BEGIN PASSAGE SHOWN
The earliest Later Stone Age occurrences in Malawi are dated between 17,000 and 10,000 BP. Most of the Later Stone Age sites in Malawi are rock shelters, which is a pattern throughout Africa as well.

=== Chongoni Rock Art Area ===
The Chongoni Rock Art Area is located in the Central Region of Malawi consisting of 127 sites and possibly more. These sites have art depictions of rock art and paintings from the Later Stone Age and Iron Age.

==== Central African rock art traditions ====
The current understanding of Central African rock art is using Benjamin Smith's division of the art by certain characteristics. His analysis led him to divide the rock art into four traditions based on the certain motifs and symbols used within the art itself. The two red traditions listed belonged to the hunter-gatherers that continued to use Later Stone Age technology, such as microlithic tools. They became known as the BaTwa, they continued to use the same technology into the Iron Age. The two white traditions belonged to the Chewa people. This is known because the white traditions cover an area almost identical to the extent of spread of the modern Chewa people as well as the symbols used in the paintings are still used in their rituals today.
END PASSAGE SHOWN
COMPLETE THE FOLLOWING:
(A) Copy word for word the part of the Malawi rock art passage starting with "The earliest Later" and going on through "Africa as well.".
(B) Turn the paragraph of the Malawi rock art passage that opens "The current understanding of Central African rock art" into a short bulleted list of its main facts.
The items that follow are separate material, not part of the Malawi rock art passage.
BEGIN DATA
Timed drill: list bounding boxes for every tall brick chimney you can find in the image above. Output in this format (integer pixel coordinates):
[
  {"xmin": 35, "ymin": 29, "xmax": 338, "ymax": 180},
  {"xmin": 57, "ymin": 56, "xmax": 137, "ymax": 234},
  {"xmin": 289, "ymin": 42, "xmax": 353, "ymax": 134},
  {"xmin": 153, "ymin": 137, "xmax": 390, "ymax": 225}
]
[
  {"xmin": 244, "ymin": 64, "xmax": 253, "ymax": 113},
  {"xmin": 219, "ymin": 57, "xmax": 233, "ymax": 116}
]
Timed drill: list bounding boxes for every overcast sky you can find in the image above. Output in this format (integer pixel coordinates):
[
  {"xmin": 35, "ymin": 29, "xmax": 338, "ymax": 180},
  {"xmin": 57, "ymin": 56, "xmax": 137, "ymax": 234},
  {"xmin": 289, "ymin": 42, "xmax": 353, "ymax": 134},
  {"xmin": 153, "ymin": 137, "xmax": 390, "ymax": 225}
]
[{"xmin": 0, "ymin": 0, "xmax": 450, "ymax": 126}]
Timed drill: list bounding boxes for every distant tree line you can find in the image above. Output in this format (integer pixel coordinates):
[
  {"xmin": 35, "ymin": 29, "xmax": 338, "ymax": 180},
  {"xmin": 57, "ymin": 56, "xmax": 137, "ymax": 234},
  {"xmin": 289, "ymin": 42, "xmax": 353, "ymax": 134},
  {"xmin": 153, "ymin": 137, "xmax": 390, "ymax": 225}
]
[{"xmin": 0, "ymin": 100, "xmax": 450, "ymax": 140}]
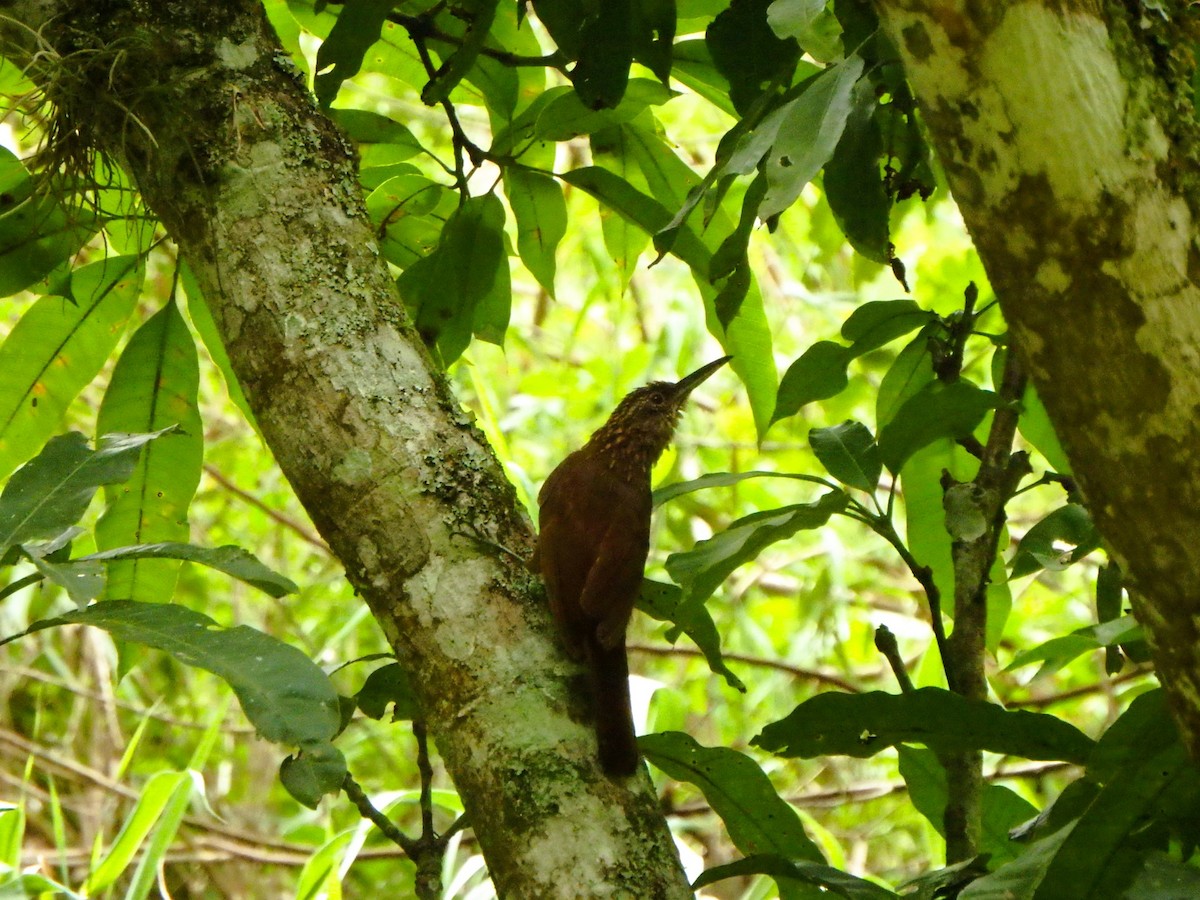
END DATA
EXPECTED RESULTS:
(A)
The earliest Later Stone Age occurrences in Malawi are dated between 17,000 and 10,000 BP. Most of the Later Stone Age sites in Malawi are rock shelters, which is a pattern throughout Africa as well.

(B)
- Central African rock art is currently understood through Benjamin Smith's division of the art by its characteristics.
- Based on the motifs and symbols in the art, Smith divided it into four traditions.
- The two red traditions belonged to hunter-gatherers, later known as the BaTwa. They kept using Later Stone Age technology such as microlithic tools into the Iron Age.
- The two white traditions belonged to the Chewa people.
- This attribution rests on two points: the white traditions cover almost the same area as the modern Chewa, and the Chewa still use the paintings' symbols in their rituals today.